(Records from a collection)
## Begin

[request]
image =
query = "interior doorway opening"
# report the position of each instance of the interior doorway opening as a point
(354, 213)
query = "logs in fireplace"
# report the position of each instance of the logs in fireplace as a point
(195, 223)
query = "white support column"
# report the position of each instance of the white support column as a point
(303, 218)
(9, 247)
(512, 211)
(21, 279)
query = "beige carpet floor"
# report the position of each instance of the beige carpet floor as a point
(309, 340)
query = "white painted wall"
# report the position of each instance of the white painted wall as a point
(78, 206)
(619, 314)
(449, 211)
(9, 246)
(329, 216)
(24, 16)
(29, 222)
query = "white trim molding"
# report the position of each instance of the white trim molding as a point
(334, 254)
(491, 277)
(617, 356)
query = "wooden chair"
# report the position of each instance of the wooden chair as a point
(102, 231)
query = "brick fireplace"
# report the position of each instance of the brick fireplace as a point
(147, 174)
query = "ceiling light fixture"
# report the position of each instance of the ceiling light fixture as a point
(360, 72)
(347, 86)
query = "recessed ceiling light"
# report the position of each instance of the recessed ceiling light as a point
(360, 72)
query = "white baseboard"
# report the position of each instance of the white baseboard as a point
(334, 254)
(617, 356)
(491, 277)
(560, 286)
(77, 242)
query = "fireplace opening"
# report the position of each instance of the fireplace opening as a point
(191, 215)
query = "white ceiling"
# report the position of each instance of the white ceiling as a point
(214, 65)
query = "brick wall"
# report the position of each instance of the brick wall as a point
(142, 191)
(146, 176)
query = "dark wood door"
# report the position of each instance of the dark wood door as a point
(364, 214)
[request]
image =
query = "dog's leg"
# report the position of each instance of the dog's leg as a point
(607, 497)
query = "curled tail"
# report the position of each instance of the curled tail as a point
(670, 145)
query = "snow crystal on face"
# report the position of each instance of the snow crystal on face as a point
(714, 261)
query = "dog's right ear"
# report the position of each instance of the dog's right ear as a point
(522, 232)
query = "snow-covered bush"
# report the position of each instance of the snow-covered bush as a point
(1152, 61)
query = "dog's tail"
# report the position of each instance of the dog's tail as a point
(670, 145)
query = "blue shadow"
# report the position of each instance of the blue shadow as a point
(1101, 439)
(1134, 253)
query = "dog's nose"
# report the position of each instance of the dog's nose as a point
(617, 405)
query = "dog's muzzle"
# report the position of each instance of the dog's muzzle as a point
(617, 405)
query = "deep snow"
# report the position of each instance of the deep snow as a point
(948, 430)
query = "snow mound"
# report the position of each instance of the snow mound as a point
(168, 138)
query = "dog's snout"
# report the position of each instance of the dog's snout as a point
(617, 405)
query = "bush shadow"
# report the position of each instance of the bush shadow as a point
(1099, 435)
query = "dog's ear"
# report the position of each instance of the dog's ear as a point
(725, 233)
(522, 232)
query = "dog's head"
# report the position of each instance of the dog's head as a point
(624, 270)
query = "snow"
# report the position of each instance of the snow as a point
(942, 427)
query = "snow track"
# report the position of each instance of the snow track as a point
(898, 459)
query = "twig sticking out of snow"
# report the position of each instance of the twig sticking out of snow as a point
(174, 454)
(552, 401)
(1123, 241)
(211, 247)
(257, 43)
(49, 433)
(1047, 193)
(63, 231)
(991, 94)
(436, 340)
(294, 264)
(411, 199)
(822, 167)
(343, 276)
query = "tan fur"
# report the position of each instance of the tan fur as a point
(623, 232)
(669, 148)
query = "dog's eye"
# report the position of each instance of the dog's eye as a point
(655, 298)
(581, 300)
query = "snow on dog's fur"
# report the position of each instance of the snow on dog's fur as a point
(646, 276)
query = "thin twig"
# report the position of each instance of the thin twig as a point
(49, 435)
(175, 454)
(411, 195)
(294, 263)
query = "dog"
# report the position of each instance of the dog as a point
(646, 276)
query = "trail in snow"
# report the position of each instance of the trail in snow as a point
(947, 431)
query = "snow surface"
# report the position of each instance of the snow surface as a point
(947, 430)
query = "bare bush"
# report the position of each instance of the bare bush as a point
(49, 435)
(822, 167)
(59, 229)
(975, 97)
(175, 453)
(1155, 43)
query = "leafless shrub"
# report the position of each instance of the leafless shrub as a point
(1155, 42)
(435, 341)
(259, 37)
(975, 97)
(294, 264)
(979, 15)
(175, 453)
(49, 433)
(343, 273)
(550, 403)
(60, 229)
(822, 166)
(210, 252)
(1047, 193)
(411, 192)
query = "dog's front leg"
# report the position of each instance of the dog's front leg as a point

## End

| Stated task |
Output the records verbatim, from the first line to the last.

| Exercise output |
[request]
image =
query = "interior doorway opening"
# report the position of each instance of the interior doorway opening as a point
(354, 213)
query = "logs in fireplace"
# report the position of each instance of the logs in fireplace as a point
(195, 223)
query = "white support column"
# report the position of each instance of the white support column as a point
(303, 218)
(9, 247)
(512, 211)
(21, 279)
query = "beige carpet floor"
# report the position of each instance of the beige carpet floor as a point
(309, 340)
query = "white painted wall"
# report the position of each instance of the white painted wall as a point
(78, 206)
(619, 314)
(449, 211)
(9, 246)
(329, 216)
(24, 16)
(29, 222)
query = "white trim molding"
# report the position of each instance of the white trim molding as a point
(334, 254)
(491, 277)
(617, 356)
query = "wooden chair"
# report the position of each instance of the wooden chair as a point
(102, 231)
query = "brick fireplace"
# report the position of each instance of the brick fireplace as a point
(147, 174)
query = "ceiling light fixture"
# report the position of each instance of the ceiling light fixture as a point
(360, 72)
(347, 86)
query = "recessed ceiling light"
# report the position of each instance of the recessed ceiling light as a point
(360, 72)
query = "white baseboard"
# report the position of each instance of the white baseboard as a point
(334, 254)
(617, 356)
(491, 277)
(560, 286)
(77, 242)
query = "fireplace opening"
# report the position of each instance of the fireplace opening as a point
(191, 215)
query = "white ceiling"
# report the position of each instance of the white ceiling as a point
(214, 65)
query = "brick wall"
# report the position of each instance of the brick wall as a point
(142, 191)
(146, 176)
query = "dark wood door"
# report the position of each instance of the dark wood door as a point
(364, 214)
[request]
image =
query = "dog's leg"
# report the position of each instance of the dog's leg as a point
(607, 497)
query = "curled tail"
# report the position of each instance of the curled tail as a point
(670, 145)
query = "snow crystal on face"
# report the position of each instance of the snow crystal on face as a point
(714, 261)
query = "dog's right ear"
# report the position of each instance of the dog's right ear as a point
(522, 232)
query = "snow-covered bush"
# report the position of each instance of the snow-covered bush as a point
(1152, 61)
query = "dog's tail"
# report the position of each instance of the dog's tail as a point
(670, 145)
query = "blue shadow"
# report the position of each instance of the blue shadow as a point
(1101, 439)
(1134, 253)
query = "dog's nose"
# report the position of each instance of the dog's nose as a point
(617, 405)
query = "dog's muzzle"
# report the position of each instance of the dog's muzzle as a point
(617, 405)
query = "deep snow"
# report the position of each instance of the deep snow as a point
(948, 430)
query = "snow mound"
# report the position of each instance of the snow mound as a point
(168, 138)
query = "dog's snout"
# report the position of each instance of the dog's snout as a point
(617, 405)
query = "bush shadow"
# report the position of each instance of the bush shadow as a point
(1099, 435)
query = "dog's ear"
# report the position of each instance of the dog's ear as a point
(725, 233)
(522, 232)
query = "dog's head"
# report the position of each instance of the dog's head as a point
(624, 270)
query = "snow"
# report the position of each instance of the snow as a point
(942, 427)
query = "snow track"
# report the position of each instance of the snow track as a point
(898, 459)
query = "twig sticking out of snow"
# report the position of each instance of the twig sticking out of snow as a point
(174, 454)
(552, 401)
(1123, 241)
(211, 247)
(257, 43)
(49, 433)
(1047, 193)
(63, 231)
(991, 94)
(436, 340)
(294, 264)
(411, 199)
(822, 167)
(343, 276)
query = "tan fur"
# report the position of each instance of the tan fur as a point
(623, 232)
(669, 148)
query = "dog's eye"
# report the position of each instance of the dog's eye as a point
(655, 298)
(581, 300)
query = "snow on dog's fur"
# report the position of each instance of the snow on dog's fur as a point
(646, 276)
query = "thin twig"
# report the position of each instance of the thin twig as a point
(49, 435)
(175, 454)
(411, 195)
(294, 263)
query = "dog"
# report the position of each instance of the dog as a point
(646, 276)
query = "trail in snow"
# report the position of each instance of the trail in snow as a point
(947, 431)
query = "snow surface"
# report the position of each instance of the snow surface as a point
(947, 430)
query = "bare bush"
# report the position of each instance of the bare bush as a point
(49, 435)
(822, 167)
(59, 229)
(975, 97)
(175, 453)
(1155, 43)
query = "leafless shrub"
# report the position of each instance of the leafless shrub as a point
(1155, 42)
(435, 341)
(259, 37)
(975, 97)
(294, 264)
(979, 15)
(175, 453)
(49, 433)
(343, 273)
(550, 403)
(60, 229)
(822, 166)
(210, 252)
(1047, 193)
(411, 192)
query = "dog's front leg"
# report the position of each instance of the dog's front leg as a point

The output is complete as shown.